Direction 1
Report each line of the listing that contains the string "backrest", treating uppercase and lowercase as different.
======== Page excerpt
A powerful Godot addon that brings efficient world streaming to your indie game, with optional multiplayer networking capabilities. Build massive open worlds that perform beautifully, inspired by the seamless worlds of modern RPGs and adventure games.
Large, detailed open worlds are incredible to explore, but they present a significant technical challenge. Those expansive landscapes that feel infinite are actually cleverly managed behind the scenes. In Godot, dropping thousands of objects, AI agents, physics bodies, or nodes into a single scene will severely impact performance. Traditional solutions involve custom LOD systems or splitting your world into separate scenes - all of which break your creative flow and make iteration painful.
OWDB changes that.
Open World Database automatically transforms your sprawling world through intelligent chunk-based streaming, with seamless multiplayer capabilities when you need them. The core world streaming system provides batch processing for smooth loading with configurable time limits, intelligent chunking strategies for different content types, and persistent worlds that survive restarts. Your workflow remains exactly like normal Godot scenes, while the system efficiently manages memory by only loading what players are close to relative to each item's size.
When you're ready for multiplayer, the optional networking layer adds chunk-based visibility so only entities that players can actually see get synchronized. Custom resources are automatically distributed between peers, multiple sync patterns give you control from hands-off automation to precise manual control, and seamless HOST/PEER/STANDALONE transitions let you test locally and deploy multiplayer without code changes.
The installation process is straightforward and gets you up and running quickly. Download the addon from the Godot Asset Library or GitHub, extract it to your project's addons/ folder, then enable it in Project Settings → Plugins → Open World Database. The Syncer autoload is configured automatically, so you're ready to start building your world immediately.
Building your world with OWDB follows Godot's natural scene structure patterns. Create a main scene with an OpenWorldDatabase node as the root for all your world content, then organize your content hierarchically underneath it. Add areas like towns with shop buildings, interiors, and NPCs; wilderness zones with outposts, points of interest, and wildlife spawns; and important landmarks. Your player should be separate from the world database, with an OWDBPosition child node that triggers chunk loading around the player's current location.
# Create your scene structure like this:
Main Scene
├── OpenWorldDatabase
│ ├── Town
│ │ ├── Shop Buildings (with interiors, NPCs)
│ │ ├── Public Areas (with furniture, decorations)
│ │ └── Guard Patrols (moving NPCs)
│ ├── Wilderness
│ │ ├── Outpost Areas
│ │ ├── Points of Interest
│ │ └── Wildlife Spawns
│ └── Important Landmarks
└── Player
└── OWDBPosition # This triggers chunk loading around player
The OpenWorldDatabase node exposes several key settings through the inspector that control how your world streams. The chunk_sizes array defines size categories for different content types - smaller values like 8.0 for detailed objects, medium values like 16.0 for buildings, and larger values like 64.0 for terrain features. The chunk_load_range determines how many chunks around each position to keep loaded, while batch_time_limit_ms controls the maximum time per frame spent on loading operations to maintain smooth performance. Enable debug mode to see the system working in real-time as you develop.
================
Direction 2
Answer these questions about the Open World Database addon page, one answer per line:
(a) Into which folder of the project should the downloaded addon be extracted?
(b) What chunk_sizes value does the page give as an example for buildings?
(c) What child node should the player have in order to trigger chunk loading?
======== Records to process
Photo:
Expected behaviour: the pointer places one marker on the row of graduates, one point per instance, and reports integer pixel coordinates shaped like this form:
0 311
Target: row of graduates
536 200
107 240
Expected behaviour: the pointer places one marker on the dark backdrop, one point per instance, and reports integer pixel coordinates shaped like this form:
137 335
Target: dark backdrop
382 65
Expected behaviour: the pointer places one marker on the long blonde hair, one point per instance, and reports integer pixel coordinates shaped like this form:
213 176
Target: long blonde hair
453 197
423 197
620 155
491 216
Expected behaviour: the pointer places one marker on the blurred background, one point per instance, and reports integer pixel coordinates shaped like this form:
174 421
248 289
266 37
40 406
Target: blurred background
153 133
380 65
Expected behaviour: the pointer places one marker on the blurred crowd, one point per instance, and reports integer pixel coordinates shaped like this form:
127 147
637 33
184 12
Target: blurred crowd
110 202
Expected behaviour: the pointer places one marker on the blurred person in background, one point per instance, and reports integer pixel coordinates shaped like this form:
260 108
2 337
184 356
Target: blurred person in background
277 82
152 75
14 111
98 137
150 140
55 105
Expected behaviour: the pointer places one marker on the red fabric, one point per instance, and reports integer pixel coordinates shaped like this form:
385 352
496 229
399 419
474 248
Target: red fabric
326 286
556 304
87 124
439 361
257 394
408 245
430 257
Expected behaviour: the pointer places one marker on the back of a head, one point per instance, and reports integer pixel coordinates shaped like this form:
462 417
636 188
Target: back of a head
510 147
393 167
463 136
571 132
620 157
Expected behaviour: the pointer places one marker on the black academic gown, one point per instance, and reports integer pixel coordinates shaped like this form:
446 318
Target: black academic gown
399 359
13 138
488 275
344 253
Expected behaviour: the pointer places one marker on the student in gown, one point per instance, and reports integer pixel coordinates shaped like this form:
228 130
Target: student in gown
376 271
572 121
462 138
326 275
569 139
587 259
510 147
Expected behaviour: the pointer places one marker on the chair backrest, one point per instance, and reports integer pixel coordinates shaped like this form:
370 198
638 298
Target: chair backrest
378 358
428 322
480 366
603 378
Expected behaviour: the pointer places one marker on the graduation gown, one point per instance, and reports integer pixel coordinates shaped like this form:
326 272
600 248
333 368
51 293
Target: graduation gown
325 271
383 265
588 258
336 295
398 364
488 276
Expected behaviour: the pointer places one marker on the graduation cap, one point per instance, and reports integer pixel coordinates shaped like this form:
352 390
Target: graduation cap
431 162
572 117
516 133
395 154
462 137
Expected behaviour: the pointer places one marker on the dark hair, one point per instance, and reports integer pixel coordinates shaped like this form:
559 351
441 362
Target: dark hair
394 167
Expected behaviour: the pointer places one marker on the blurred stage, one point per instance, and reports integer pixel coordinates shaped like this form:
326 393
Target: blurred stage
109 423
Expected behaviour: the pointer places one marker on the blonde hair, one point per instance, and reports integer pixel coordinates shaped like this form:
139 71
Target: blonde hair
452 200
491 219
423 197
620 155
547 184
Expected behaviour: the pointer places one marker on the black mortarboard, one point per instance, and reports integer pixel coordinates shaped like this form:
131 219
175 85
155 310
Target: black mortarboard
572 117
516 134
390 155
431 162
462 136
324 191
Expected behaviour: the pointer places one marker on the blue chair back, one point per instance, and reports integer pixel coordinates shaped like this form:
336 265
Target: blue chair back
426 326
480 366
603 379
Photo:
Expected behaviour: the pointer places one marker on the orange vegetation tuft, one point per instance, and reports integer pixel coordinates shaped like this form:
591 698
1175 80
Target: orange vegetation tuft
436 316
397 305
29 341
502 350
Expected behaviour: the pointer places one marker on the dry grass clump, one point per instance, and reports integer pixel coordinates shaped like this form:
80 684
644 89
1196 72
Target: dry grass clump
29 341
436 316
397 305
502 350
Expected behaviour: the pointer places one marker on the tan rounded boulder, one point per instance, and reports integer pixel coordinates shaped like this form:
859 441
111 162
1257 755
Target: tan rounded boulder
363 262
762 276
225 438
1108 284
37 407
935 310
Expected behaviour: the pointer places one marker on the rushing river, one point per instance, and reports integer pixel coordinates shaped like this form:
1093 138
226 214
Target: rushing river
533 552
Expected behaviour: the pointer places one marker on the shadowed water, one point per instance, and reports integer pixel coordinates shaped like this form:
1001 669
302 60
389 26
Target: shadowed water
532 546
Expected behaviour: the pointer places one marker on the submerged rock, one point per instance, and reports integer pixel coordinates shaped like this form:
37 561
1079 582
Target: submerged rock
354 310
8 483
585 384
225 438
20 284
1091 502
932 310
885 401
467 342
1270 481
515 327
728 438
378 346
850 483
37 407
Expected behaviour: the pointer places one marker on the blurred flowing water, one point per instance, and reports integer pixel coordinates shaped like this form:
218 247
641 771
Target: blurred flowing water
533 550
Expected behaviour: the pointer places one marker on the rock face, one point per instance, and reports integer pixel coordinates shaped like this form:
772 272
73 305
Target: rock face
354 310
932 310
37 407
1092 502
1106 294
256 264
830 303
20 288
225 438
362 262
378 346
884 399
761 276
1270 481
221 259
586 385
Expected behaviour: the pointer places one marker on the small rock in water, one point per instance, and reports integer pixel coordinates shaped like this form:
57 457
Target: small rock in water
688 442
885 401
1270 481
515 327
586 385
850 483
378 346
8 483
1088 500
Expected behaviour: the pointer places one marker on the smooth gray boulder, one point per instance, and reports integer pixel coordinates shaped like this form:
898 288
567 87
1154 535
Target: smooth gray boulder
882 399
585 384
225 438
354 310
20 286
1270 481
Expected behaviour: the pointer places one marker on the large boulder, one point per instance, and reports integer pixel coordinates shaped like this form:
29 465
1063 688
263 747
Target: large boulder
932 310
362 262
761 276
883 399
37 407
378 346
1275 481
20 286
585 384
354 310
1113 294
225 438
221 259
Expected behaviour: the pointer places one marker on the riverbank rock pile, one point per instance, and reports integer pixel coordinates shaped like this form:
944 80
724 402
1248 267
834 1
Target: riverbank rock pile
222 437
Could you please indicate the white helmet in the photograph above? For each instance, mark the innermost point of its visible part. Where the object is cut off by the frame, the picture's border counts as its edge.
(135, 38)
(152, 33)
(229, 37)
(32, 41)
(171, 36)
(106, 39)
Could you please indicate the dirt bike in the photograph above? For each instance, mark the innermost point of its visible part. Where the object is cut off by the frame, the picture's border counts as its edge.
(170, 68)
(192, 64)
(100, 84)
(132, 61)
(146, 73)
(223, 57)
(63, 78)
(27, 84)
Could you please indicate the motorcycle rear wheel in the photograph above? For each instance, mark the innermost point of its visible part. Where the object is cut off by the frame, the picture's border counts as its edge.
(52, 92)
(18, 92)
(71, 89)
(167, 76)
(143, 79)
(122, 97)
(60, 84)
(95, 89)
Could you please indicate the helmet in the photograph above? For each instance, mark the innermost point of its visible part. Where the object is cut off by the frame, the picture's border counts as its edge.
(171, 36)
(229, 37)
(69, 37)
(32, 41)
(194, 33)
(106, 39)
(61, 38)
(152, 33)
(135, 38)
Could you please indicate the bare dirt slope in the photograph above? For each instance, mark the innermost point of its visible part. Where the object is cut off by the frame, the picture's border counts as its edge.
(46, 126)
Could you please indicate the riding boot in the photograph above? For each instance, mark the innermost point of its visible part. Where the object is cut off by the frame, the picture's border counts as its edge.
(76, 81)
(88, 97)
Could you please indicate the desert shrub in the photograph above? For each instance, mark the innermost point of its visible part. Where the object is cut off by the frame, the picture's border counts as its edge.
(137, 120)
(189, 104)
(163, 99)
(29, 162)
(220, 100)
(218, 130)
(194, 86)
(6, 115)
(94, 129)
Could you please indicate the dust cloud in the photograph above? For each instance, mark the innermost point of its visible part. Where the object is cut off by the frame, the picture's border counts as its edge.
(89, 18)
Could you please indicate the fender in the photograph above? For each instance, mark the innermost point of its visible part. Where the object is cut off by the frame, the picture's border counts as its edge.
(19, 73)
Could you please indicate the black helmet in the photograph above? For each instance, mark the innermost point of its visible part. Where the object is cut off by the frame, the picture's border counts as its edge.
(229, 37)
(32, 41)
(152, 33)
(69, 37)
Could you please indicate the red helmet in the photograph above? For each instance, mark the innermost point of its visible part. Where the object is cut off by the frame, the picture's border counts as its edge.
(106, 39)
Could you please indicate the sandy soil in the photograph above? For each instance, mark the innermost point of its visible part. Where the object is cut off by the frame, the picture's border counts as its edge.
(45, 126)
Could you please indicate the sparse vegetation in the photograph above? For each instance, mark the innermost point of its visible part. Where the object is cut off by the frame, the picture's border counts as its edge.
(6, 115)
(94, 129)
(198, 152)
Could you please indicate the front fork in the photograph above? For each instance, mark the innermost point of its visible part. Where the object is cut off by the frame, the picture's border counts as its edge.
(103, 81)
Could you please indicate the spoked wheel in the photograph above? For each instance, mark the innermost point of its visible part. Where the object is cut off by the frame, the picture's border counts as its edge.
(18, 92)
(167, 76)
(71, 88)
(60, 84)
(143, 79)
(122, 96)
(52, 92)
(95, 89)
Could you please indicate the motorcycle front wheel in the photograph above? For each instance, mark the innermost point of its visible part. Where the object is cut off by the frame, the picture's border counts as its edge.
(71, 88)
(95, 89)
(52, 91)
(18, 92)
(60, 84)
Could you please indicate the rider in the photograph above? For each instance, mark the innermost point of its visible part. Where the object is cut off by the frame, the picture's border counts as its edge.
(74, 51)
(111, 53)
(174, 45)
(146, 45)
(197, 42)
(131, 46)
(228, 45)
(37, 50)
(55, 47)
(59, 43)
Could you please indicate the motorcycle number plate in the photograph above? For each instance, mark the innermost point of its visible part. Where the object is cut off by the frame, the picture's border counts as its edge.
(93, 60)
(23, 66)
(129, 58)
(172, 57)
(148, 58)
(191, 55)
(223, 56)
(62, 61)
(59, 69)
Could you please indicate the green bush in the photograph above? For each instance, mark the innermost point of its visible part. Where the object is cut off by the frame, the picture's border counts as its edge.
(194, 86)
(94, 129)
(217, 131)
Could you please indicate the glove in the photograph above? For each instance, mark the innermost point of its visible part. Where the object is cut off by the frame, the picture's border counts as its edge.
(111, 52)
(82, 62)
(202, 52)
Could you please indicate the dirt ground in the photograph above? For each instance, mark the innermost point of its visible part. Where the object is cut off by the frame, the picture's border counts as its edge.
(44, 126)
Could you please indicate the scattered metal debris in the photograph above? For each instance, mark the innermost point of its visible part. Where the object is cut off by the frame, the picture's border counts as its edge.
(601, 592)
================
Worked solution 1
Expected behaviour: the pointer places one marker on the chair backrest, one point per instance, and reports integer pixel coordinates shaped like this form:
Target: chair backrest

Worked solution 2
(a) The project's addons/ folder
(b) 16.0
(c) OWDBPosition